→ Passage shown

--- --- ---

Blackstock certainly feels officials are bullying her. Her child advocacy organization and the Assembly of First Nations filed a complaint with the Canadian Human Rights Tribunal in 2007, arguing discriminatory funding for aboriginal children across Canada. After a bumpy ride, hearings have wrapped and a decision is expected late next year.

"But that wasn't personal," says Blackstock, who was stunned to find that, apparently as a result of the complaint, officials kept personal files on her. "I didn't file the complaint as an individual."

The AFN and Blackstock's group amended the tribunal complaint on child welfare in late 2012 to include the retaliatory action taken against her by the government. Says Blackstock: "Complaints should be allowed with no fear of retaliatory action."

Why did they intrude into her life? They twice applied for and received her Indian status information (she's a member of the Gitksan Nation in B.C.), copied an entry on her Facebook page from a 12-year old aboriginal child and wrote about an event she attended in the Australian desert. By her count, a total of 189 senior officials from two ministries gathered information.

--- --- ---

→ Task to complete
Continue the passage about officials gathering information on Blackstock, picking up after its final sentence.

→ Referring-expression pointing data
--- --- ---

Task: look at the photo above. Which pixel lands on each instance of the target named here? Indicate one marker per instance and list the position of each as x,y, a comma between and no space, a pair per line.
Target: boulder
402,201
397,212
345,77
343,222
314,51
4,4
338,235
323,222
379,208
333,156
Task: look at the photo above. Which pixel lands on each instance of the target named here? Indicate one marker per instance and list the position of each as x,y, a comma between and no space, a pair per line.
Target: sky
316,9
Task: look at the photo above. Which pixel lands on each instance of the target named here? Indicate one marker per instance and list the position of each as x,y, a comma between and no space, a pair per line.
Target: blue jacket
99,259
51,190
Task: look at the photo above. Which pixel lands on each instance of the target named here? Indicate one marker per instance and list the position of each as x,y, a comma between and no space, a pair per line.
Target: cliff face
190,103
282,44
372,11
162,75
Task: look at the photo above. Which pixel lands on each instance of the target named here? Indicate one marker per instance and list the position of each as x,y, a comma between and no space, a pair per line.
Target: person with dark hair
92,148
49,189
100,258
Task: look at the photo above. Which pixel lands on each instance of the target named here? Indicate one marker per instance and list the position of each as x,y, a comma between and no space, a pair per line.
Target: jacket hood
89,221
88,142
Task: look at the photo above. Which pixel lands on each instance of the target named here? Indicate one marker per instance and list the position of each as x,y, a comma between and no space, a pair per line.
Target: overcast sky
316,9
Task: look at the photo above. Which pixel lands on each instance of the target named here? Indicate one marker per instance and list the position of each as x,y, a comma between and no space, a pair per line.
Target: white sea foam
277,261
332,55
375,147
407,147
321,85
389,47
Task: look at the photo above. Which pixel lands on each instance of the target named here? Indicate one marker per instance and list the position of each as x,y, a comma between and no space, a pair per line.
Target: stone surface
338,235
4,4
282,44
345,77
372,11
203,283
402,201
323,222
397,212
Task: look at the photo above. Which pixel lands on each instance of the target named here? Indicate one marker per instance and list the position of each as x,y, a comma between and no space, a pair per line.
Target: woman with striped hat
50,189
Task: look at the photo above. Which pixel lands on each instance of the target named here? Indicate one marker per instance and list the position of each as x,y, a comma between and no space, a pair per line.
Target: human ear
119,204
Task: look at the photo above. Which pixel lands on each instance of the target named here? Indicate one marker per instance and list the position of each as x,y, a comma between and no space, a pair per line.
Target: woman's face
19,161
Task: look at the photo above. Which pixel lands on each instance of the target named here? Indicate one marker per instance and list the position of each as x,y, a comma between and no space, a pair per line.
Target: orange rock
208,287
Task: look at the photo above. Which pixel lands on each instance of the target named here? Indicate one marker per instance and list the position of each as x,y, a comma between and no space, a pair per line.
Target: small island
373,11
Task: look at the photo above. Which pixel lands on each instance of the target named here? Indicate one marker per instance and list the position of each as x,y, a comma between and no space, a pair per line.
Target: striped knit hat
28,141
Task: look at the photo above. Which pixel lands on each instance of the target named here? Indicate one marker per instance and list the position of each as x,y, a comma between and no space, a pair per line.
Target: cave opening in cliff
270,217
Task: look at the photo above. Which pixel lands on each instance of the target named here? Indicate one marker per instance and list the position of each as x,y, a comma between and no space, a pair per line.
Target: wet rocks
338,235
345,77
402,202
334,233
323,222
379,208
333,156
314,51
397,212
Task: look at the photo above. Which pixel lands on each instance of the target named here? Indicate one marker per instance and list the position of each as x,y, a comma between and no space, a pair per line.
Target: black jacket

--- --- ---

→ Answer to the problem
The Star asked the justice ministry why "senior officials" had repeatedly accessed her personal accounts and made derogatory remarks about her. ("Justice Canada takes Canadians' right to privacy very seriously," said a return email. "The privacy commissioner has generally accepted that the department is entitled to access publicly available documents, including Facebook, and to collect and produce relevant information in court.")

In another email, Aboriginal Affairs denied there had been retaliation against Blackstock and stressed information was reviewed as part of its due diligence where it pertained to issues before the tribunal.

Blackstock says there was a telling moment last July on the child welfare case. A justice department paralegal who had visited Blackstock's Facebook page at the instruction of the lead government lawyer was asked why she hadn't informed her subject. She blurted out: "But she's on the other team."

Blackstock would like to know: which team would that be?

But this meanness pales when compared to the sad case of Rémy Beauregard, president of the Montreal-based International Centre for Rights and Democratic Development.

Overnight, on Jan. 8, 2011, he died of a massive heart attack at age 66. The distinguished human-rights defender had finished a second long day of tense board meetings with members who had disapproved of his decision to award three grants to Palestinian groups. He returned home and told his wife, Suzanne Trépanier, he was exhausted, and went straight to bed at 9 p.m.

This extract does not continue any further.